- Extracted text -
=== Section Start ===
7. The subassembly, according to claim 1, in which the first heat exchanger fluid is a corrosive coolant fluid

8. The subassembly, according to claim 7, in which the corrosive coolant fluid is de-ionized water.

9. The subassembly, according to claim 1, in which the second heat exchanger fluid is air.

10. The subassembly, according to claim 4, in which the interconnected fins include first and second extensions at each end, the extensions having therein a plurality of fluid openings therein, the openings being in fluid communication with the fluid openings in the first, second and third plates.

11. The subassembly, according to claim 3, in which the fluid flow channels are disposed in a serpentine flow field pattern.

12. The subassembly, according to claim 11, in which embossed tabs are located between the serpentine channels to maintain channel spacing.

13. The subassembly, according to claim 11, in which the first plate includes first and second serpentine manifold openings, each opening located in a tab extending away from the first plate.

14. The subassembly, according to claim 1, the fin is made of rectangular or square corrugated aluminum.
=== Section End ===
- Collected data -
=== Section Start ===
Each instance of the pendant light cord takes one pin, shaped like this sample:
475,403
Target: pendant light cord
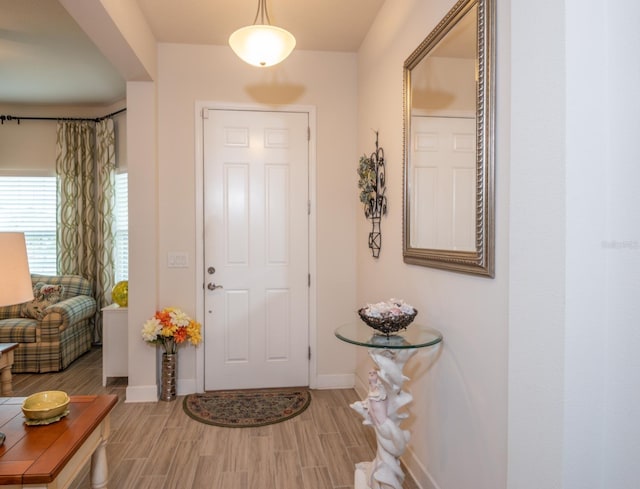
262,13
=== Section End ===
- Required action -
Using only the claims, say whether each statement agrees with them, answering yes or no and quoting the deciding words: (a) The second heat exchanger fluid is de-ionized water. (b) Embossed tabs between the serpentine channels keep the channel spacing. (c) The fin is made of corrugated copper.

- Your response -
(a) No: "in which the second heat exchanger fluid is air"
(b) Yes: "embossed tabs are located between the serpentine channels to maintain channel spacing"
(c) No: "the fin is made of rectangular or square corrugated aluminum"